Required actions:
1/ In the essay on the moral crisis of mental illness, what does the author take every morning?
2/ Please reproduce the passage of the essay on the moral crisis of mental illness starting with "Many Christians bemoan" and going on through "be tested for.".

Document section:
**********

The moral crisis of mental illness

The moral crisis of mental illness 2014-07-17T14:26:52-05:00

When we admit that mental illness has been a factor in many of the mass shootings that have happened, we are confronted with a moral crisis. As someone who takes pills every morning to make my mind work, I have often concluded that the world is divided between people who take mental health pills and those who don’t. People who don’t take these pills live in a world where a morality of individual responsibility works. Good choices get rewarded; bad choices get punished; and there’s no reason to blame anyone else for your bad choices. But when you go through the experience of actually losing your mind, that moral system crumbles and you face a true existential crisis.

Many Christians bemoan the fact that our world no longer calls people right or wrong, but says instead that they are sick or healthy. In the old days, the nuns would just smack your hand with a ruler if you squirmed too much in your seat; now the teachers send you to a psychologist. Parents are ushered into school meetings where instead of reporting their kids’ “misbehavior” for which consequences can be meted out, the teacher, principal, school psychologist, and occupational therapist share their theories about which syndrome their child can be tested for.

**********

Listed records:
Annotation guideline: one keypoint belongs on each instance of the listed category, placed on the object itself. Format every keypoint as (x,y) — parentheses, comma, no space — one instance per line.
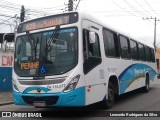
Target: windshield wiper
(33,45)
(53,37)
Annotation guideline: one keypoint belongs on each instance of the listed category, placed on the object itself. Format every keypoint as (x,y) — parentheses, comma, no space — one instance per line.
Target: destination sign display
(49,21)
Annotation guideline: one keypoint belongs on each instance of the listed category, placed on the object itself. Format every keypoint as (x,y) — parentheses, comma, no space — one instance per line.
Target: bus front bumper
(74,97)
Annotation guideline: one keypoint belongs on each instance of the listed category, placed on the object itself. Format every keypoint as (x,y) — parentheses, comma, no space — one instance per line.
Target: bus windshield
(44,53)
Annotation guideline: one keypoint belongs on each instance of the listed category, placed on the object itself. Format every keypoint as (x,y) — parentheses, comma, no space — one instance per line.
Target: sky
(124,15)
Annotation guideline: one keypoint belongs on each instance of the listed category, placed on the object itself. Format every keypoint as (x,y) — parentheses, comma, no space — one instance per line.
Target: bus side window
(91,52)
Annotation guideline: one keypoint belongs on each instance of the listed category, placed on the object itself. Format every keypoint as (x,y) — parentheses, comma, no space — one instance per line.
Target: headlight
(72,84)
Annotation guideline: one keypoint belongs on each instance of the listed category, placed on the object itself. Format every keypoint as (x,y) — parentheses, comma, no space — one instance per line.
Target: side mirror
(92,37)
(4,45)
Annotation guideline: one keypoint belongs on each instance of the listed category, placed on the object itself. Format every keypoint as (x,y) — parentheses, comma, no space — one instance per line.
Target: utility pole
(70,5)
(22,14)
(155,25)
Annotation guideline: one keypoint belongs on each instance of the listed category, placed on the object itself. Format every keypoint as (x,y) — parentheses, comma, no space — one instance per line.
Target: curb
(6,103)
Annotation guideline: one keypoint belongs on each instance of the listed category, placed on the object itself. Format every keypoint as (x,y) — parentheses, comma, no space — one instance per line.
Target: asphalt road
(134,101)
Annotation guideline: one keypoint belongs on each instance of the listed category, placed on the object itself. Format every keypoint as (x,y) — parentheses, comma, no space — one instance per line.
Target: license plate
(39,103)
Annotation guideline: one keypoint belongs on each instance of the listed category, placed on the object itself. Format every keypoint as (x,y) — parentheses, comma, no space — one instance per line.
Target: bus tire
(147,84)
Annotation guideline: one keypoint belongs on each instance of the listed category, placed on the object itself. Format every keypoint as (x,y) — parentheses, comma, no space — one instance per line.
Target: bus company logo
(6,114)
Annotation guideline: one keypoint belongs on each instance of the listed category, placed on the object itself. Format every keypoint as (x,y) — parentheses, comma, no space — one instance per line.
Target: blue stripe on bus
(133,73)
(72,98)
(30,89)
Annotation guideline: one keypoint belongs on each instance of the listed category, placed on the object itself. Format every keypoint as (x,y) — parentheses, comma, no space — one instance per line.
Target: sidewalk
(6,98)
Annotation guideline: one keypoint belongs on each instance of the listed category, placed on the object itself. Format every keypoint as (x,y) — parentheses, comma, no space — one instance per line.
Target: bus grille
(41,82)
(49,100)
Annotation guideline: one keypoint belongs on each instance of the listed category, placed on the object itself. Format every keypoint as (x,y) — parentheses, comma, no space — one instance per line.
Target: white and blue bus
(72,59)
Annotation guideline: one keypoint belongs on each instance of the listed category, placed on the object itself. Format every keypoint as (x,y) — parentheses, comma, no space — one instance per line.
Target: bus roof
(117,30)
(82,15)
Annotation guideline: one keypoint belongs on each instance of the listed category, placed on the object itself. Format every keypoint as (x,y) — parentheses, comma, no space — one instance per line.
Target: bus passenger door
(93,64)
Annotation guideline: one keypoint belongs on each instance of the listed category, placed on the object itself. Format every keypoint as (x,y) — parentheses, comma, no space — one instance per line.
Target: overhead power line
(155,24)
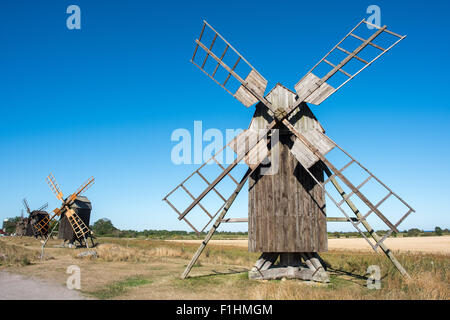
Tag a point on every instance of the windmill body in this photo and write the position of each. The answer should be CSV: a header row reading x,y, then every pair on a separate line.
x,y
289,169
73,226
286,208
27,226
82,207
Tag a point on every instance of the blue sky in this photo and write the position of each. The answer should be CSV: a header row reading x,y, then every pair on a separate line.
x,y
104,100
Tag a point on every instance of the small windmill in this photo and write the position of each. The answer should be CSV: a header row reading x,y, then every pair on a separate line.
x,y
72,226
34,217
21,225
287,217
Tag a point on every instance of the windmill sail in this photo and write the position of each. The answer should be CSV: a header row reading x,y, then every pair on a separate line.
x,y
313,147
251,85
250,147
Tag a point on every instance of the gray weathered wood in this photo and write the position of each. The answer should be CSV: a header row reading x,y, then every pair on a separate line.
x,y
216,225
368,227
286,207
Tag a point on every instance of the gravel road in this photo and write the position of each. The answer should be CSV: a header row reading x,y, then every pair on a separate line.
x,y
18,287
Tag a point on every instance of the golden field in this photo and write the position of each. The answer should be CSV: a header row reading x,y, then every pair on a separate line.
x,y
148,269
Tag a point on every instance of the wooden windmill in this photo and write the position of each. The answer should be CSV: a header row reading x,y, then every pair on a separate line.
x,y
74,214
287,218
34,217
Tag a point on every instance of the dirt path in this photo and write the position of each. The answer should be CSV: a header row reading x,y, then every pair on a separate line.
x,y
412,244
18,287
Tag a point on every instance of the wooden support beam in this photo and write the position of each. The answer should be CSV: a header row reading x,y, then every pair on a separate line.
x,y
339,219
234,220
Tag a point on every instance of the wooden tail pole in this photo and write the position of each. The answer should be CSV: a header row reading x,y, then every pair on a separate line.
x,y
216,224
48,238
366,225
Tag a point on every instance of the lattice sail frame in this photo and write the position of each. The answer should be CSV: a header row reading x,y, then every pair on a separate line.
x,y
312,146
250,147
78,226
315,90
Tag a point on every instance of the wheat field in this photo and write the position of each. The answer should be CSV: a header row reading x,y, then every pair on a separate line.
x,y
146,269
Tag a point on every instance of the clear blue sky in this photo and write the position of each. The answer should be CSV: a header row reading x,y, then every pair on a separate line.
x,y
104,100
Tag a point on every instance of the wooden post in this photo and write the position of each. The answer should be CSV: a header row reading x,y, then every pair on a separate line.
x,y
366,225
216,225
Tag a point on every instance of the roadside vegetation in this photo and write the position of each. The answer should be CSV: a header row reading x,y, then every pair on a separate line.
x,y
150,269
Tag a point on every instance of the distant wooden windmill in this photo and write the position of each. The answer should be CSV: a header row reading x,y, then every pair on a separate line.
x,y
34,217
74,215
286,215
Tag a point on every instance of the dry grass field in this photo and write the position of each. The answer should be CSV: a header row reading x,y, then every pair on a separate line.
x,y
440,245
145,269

**********

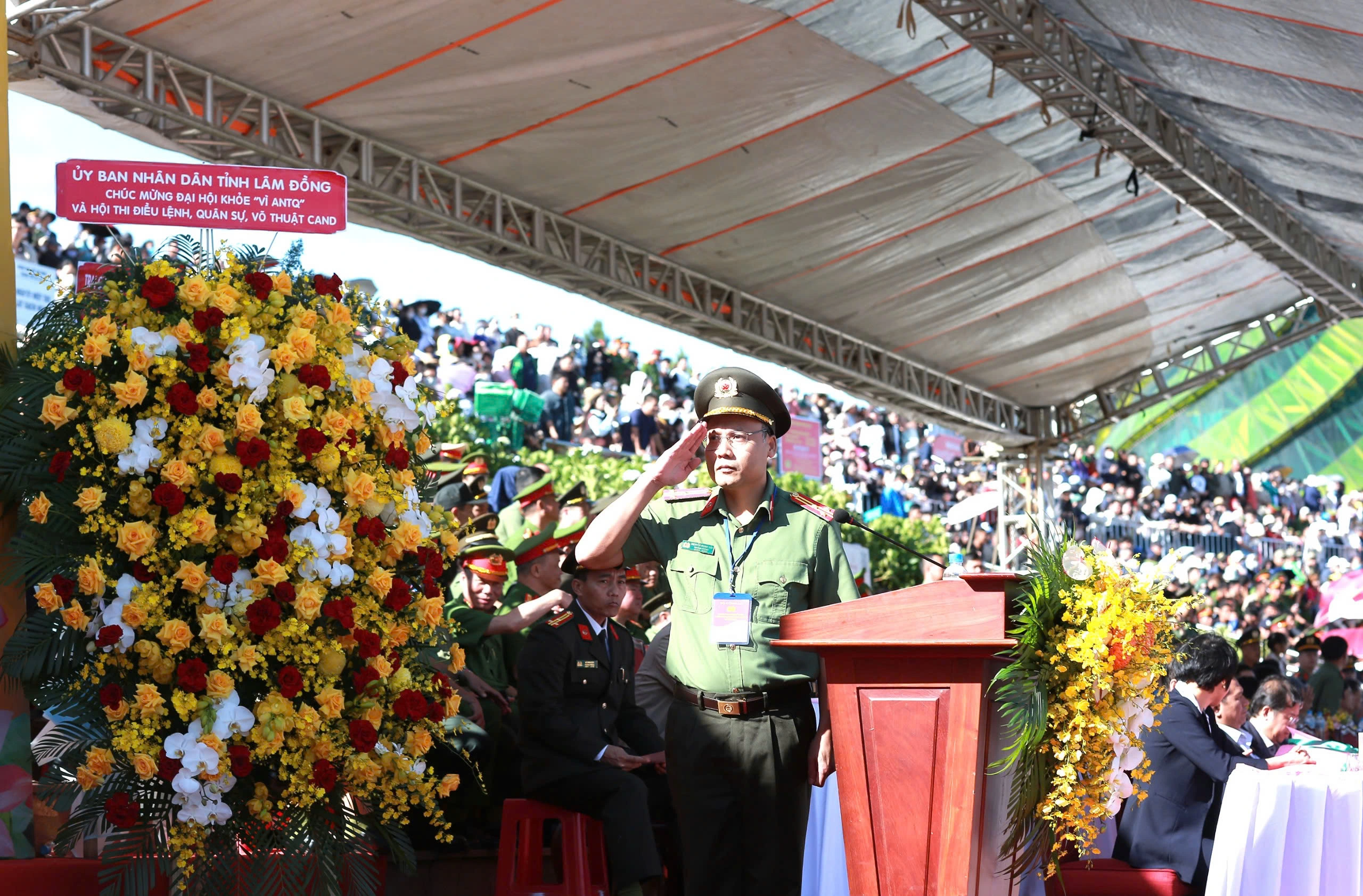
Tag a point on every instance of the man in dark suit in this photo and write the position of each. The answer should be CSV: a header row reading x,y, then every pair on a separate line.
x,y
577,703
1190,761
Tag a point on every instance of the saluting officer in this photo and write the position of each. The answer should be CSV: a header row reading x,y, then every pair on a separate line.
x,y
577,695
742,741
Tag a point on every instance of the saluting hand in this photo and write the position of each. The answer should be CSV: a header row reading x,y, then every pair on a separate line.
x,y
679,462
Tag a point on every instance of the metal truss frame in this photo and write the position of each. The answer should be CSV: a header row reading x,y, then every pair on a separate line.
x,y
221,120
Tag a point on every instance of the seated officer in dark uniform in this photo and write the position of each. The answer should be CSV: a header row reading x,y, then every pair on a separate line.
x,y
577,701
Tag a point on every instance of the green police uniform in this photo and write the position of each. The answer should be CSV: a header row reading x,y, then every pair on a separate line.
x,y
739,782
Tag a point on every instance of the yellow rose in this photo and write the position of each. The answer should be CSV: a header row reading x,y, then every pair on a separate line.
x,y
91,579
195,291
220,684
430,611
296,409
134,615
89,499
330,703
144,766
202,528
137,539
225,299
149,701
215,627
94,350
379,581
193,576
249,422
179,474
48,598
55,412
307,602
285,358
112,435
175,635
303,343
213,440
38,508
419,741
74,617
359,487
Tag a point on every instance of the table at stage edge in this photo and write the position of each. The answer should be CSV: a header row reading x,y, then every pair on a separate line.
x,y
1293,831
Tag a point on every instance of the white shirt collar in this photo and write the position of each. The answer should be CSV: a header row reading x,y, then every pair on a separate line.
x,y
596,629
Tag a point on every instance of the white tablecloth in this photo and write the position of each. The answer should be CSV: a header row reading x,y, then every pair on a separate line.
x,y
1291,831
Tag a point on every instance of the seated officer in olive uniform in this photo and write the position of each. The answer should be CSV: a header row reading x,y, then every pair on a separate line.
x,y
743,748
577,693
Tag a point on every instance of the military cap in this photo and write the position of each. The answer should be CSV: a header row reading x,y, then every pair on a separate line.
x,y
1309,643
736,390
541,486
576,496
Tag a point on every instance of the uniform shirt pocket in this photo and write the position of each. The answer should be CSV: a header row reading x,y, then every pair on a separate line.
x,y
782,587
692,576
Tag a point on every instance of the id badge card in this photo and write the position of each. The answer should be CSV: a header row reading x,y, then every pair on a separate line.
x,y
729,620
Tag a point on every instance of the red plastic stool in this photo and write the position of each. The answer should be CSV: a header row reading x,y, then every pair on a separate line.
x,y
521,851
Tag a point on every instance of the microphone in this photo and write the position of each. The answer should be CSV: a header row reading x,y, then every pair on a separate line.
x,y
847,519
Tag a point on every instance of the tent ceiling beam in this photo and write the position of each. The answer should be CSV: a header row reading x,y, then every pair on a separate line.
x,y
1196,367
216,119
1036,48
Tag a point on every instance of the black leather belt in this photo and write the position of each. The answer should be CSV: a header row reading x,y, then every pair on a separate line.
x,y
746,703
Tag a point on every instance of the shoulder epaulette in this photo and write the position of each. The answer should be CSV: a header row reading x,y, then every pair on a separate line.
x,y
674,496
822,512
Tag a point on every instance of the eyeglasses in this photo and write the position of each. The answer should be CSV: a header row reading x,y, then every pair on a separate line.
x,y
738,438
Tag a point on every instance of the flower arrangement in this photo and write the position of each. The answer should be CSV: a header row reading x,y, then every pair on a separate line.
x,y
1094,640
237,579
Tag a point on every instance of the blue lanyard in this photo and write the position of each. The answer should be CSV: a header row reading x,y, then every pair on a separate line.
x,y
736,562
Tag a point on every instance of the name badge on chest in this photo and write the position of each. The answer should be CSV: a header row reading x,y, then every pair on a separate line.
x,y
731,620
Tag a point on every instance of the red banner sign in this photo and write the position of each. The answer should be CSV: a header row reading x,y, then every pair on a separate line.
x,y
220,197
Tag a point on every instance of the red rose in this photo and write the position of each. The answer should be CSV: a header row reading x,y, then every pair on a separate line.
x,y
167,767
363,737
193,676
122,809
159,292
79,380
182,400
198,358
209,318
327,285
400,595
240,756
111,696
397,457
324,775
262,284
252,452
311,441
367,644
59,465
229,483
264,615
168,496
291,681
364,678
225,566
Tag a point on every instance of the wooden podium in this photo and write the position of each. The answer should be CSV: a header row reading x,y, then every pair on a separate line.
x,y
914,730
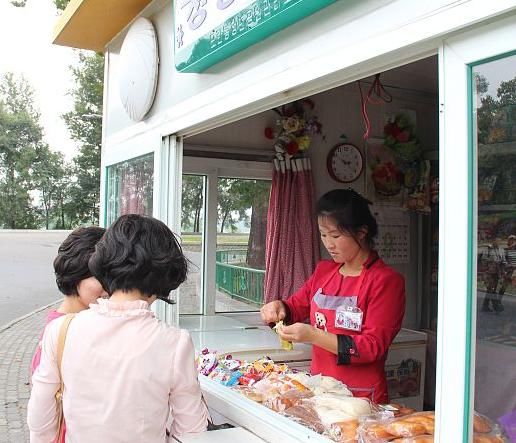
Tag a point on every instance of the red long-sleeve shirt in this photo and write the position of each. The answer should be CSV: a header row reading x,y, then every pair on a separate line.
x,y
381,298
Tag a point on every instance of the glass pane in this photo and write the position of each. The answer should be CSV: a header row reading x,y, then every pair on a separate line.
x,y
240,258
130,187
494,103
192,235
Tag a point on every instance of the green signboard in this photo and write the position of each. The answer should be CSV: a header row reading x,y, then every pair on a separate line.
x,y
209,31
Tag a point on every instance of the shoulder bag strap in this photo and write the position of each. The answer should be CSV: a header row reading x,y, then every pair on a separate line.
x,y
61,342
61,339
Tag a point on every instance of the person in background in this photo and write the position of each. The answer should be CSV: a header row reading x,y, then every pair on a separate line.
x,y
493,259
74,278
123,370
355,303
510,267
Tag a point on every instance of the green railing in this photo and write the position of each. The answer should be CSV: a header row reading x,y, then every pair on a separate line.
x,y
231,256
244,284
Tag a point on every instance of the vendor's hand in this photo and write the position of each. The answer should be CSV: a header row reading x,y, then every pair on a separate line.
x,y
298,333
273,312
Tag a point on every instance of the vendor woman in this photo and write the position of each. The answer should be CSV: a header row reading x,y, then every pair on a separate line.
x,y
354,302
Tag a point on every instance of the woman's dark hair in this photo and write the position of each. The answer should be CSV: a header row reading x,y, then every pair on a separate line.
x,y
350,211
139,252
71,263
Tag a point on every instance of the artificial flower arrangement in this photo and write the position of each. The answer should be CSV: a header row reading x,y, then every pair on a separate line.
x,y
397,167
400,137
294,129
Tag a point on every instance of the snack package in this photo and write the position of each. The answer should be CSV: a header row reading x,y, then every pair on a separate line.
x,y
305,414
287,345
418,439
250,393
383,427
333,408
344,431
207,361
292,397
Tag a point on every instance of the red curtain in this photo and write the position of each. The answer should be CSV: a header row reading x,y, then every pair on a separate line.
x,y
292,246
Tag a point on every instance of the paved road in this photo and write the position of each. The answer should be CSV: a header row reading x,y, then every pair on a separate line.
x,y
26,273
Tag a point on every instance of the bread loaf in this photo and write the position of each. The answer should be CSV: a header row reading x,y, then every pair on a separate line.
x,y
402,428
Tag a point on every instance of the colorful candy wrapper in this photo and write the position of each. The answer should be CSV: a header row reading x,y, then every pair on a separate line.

**********

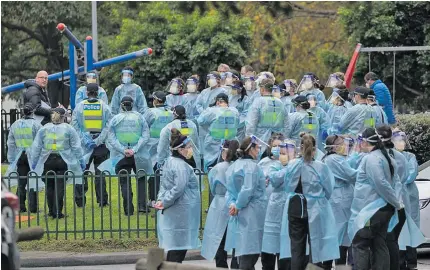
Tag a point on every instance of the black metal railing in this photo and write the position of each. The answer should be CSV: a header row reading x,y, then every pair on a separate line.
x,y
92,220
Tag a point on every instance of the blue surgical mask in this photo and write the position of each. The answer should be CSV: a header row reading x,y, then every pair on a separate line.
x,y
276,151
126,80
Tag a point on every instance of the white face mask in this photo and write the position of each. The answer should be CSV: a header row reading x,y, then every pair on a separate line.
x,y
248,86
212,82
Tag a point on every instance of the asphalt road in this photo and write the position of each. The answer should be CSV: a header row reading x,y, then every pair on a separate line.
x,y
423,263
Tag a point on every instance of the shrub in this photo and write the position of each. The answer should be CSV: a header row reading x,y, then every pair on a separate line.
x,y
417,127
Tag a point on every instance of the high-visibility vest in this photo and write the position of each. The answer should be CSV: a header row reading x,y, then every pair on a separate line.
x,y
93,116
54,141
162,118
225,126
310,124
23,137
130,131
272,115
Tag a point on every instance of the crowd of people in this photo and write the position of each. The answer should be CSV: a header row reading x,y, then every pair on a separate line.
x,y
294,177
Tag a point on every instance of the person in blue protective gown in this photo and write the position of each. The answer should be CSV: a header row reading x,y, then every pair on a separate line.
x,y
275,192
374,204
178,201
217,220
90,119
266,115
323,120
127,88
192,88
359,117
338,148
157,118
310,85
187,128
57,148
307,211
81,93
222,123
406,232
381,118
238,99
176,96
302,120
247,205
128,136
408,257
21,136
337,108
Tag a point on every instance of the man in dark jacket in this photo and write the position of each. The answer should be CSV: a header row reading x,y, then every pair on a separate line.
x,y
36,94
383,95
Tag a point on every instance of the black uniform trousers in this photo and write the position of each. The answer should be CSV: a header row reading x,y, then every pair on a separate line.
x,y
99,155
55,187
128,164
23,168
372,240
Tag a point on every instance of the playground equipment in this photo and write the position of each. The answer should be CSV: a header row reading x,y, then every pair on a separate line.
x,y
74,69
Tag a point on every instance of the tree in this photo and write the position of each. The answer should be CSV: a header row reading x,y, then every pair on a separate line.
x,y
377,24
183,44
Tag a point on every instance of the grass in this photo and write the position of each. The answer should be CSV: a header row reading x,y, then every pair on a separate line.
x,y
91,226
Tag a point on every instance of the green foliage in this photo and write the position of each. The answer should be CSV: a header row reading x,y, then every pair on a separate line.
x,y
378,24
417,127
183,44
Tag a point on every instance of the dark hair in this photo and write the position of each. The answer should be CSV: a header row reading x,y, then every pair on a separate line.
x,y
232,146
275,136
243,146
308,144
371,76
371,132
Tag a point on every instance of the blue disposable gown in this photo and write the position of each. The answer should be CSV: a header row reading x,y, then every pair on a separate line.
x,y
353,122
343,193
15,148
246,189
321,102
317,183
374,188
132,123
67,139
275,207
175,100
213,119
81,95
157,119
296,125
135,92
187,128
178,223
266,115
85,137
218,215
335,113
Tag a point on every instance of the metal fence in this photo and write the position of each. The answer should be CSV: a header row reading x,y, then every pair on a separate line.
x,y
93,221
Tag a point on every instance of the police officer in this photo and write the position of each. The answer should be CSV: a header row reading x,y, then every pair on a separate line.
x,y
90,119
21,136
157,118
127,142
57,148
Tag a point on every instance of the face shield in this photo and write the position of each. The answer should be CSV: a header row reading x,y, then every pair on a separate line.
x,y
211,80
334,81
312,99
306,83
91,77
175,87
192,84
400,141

**********

Solutions to the problems:
1/ Pills to make the author's mind work.

2/
Many Christians bemoan the fact that our world no longer calls people right or wrong, but says instead that they are sick or healthy. In the old days, the nuns would just smack your hand with a ruler if you squirmed too much in your seat; now the teachers send you to a psychologist. Parents are ushered into school meetings where instead of reporting their kids’ “misbehavior” for which consequences can be meted out, the teacher, principal, school psychologist, and occupational therapist share their theories about which syndrome their child can be tested for.